Task brief | In the travel diary below, why does the writer consider the hostel's bathrooms a drawback? Answer in one to three sentences.

Source document |
Thu 8th – Sat 10th Mar
Alarm goes off early and I’m in a taxi by 0600 hours. Thought it would be better heading up to the coast than hanging around Bogotá just waiting to leave.
Decision well made as this is the view that greets me when coming in to land and outside the airport…and it’s bloody hot!
I decide to stay in the town of Rodadero, just outside of Santa Marta and is only 20000cop in a taxi (just over £4) from the airport.
I can’t check in until 1500 but I packed the stuff I need near the top and promptly change to sit by the pool
and take a gander down at the beach.
God I’m so glad I have a week here. I feel like I’m on holiday for a bit as opposed to being a traveller.
I find a beach side restaurant and pop in for some lunch
The only annoying thing about this place so far is the number of beach vendors trying to flog u shit! I’m engrossed in my Kindle but that doesn’t deter them either. In the end I tell them I want to eat my lunch in peace so please just leave me alone! I’m left alone after that!
My bill comes and I’m charged Gringo prices, despite there being a menu and I know exactly what I owe. I’m told I got given a special menu (chips added to my rice dish), I explain I didn’t ask for a special menu so I pay what is due, recalculate my 10% propina which really baffles him and away I go!
Rodadero is easy to navigate around – same grid system as many other Latin American towns and is awash with tourist shops, restaurants & eateries, only a few bars and small supermarket shops.
I head back to my hostel (Calle 11) and meet a lovely girl called Taz from England by the pool. We arrange to go for dinner and drinks this evening.
So far I love this place – lovely pool area, near the beach and town, great staff. Room is fairly basic – bed is set on wooden crates which was a shock (but is actually really comfy), a shelf unit and more importantly – it has AC!
There are 3 bathrooms in the hostel but only one is in the room area. The other is in reception and another is by the pool. This is the only drawback to me as who wants to walk throu these public areas after having a shower or if desperate for the loo. My only criticism of the place.

Available data |

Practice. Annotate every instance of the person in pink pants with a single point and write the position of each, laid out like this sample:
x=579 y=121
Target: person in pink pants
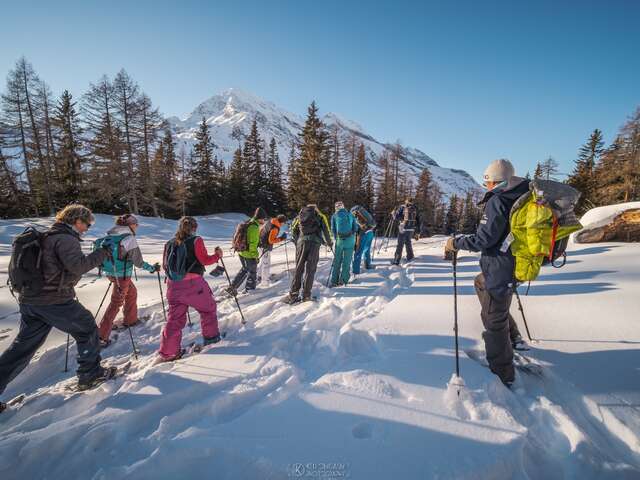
x=192 y=290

Solution below | Only one of the hostel's three bathrooms is in the room area. The others are in reception and by the pool. The writer doesn't want to walk through those public areas after a shower or when desperate for the loo.